→ **Document**:
··········

In [32], robust H-2/H-∞ control is used to design an unmanned helicopter controller for tracking trajectories. As some benefits [32], robust H-2/H-∞ approach can run very fast in modern embedded systems, and its stability and performance criteria can be ensured even considering disturbances. Nevertheless, H-∞ approaches have been criticized for some reasons. Although weighting functions are crucial in order that H-∞ controllers reach some of their control objectives, there is no direct way of choosing weighting functions and some trial and error iterations may be necessary to determine them [51]. In addition to this fact, the order of H-∞ controllers is usually high [33]. This helps to explain why robust H-2/H-∞ control has still been subject of research. In contrast, the proposed approach does not present any of these problems. Although the optimization algorithm used in this study can require little adjustments while tuning the controller, it does not need trial and error iterations, and all analytical expressions can be directly determined since dynamic inversion is applicable. Besides, dynamic inversion does not result in high order controllers.

Another approach to solve the problem is the Lyapunov's method, as in [18], where a micro aerial vehicle is capable of tracking roads by using a control switching mechanism. Lyapunov's approach play an important role in nonlinear systems control theory because it is able to readily ensure the closed-loop system stability [10], without solving ordinary differential equations [23], thereby reducing its dependence on the problem. Although this fact makes Lyapunov's approach applicable to the solution of a wide range of linear and nonlinear problems, one of its main drawbacks is the practical difficulty in finding a Lyapunov's function [43]. In contrast, the proposed approach is straightforward since dynamic inversion is applicable.

··········

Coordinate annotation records
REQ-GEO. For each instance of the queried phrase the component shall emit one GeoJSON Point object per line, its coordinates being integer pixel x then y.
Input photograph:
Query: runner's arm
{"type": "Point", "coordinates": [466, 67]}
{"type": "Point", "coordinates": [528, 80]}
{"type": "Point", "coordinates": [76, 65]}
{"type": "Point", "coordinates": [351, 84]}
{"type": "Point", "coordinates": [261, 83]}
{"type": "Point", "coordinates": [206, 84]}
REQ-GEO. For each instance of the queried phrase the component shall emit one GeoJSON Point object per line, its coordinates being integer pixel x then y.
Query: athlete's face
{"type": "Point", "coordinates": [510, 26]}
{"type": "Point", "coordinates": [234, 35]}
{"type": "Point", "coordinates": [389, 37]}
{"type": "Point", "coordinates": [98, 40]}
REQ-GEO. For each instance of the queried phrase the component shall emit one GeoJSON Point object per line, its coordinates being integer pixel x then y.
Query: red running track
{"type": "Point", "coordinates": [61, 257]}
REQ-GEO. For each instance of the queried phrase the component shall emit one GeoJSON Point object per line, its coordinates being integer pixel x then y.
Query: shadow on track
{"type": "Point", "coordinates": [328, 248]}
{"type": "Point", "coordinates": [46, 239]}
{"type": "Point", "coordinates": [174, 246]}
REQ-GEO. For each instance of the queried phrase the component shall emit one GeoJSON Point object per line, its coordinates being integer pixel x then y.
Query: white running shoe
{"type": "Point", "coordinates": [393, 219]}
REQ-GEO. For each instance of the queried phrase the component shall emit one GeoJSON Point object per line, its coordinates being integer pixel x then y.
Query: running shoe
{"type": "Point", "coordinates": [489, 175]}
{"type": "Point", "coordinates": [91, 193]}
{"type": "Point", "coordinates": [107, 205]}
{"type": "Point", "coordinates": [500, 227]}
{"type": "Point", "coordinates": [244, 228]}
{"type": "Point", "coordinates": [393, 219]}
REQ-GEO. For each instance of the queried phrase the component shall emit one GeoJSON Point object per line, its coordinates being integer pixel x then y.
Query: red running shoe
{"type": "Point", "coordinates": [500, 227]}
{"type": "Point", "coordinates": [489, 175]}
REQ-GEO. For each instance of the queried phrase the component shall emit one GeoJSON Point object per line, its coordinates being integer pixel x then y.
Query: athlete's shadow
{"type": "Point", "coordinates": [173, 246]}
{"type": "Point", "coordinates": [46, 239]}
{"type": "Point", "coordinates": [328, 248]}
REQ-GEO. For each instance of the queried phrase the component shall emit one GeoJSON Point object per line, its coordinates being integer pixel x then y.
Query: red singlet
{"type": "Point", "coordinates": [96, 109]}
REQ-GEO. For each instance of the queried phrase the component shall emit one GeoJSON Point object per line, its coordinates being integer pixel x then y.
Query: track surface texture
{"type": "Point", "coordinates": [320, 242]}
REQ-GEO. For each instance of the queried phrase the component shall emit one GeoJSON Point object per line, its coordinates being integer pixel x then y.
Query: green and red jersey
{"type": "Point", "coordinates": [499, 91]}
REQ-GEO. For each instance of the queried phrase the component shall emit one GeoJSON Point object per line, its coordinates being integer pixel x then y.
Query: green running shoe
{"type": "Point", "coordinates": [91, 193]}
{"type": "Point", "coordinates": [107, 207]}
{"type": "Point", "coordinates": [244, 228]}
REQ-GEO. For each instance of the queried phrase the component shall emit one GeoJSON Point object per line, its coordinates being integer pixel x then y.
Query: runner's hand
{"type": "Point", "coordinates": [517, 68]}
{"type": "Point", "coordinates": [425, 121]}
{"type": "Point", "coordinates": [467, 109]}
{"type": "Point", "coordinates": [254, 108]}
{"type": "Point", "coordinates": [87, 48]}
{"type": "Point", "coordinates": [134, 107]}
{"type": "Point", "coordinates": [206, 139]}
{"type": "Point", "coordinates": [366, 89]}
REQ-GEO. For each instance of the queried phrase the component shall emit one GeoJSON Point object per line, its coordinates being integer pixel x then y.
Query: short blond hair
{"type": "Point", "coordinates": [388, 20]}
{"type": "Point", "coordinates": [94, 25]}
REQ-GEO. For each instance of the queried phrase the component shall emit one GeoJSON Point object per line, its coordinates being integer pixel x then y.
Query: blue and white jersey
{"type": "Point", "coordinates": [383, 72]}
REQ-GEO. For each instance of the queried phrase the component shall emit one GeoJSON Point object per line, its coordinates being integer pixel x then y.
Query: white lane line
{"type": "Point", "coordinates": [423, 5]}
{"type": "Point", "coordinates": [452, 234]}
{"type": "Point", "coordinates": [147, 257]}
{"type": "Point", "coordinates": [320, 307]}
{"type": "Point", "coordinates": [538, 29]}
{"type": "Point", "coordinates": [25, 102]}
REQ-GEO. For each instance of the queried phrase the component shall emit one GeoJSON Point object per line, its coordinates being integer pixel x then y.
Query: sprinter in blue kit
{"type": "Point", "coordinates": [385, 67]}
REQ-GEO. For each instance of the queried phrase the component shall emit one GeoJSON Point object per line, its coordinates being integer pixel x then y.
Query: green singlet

··········

→ **What to do**:
A – According to the control-methods passage, what is one of the main drawbacks of Lyapunov's approach?
B – Summarize the control-methods passage in two sentences.

→ **List of solutions**:
A – The practical difficulty in finding a Lyapunov's function.

B – Robust H-2/H-∞ control can run very fast in modern embedded systems and ensures stability and performance even with disturbances, but choosing its weighting functions may require trial and error, and its controllers are usually of high order. Lyapunov's method readily ensures closed-loop stability, but finding a Lyapunov's function is difficult in practice, whereas the proposed approach avoids these problems because dynamic inversion is applicable.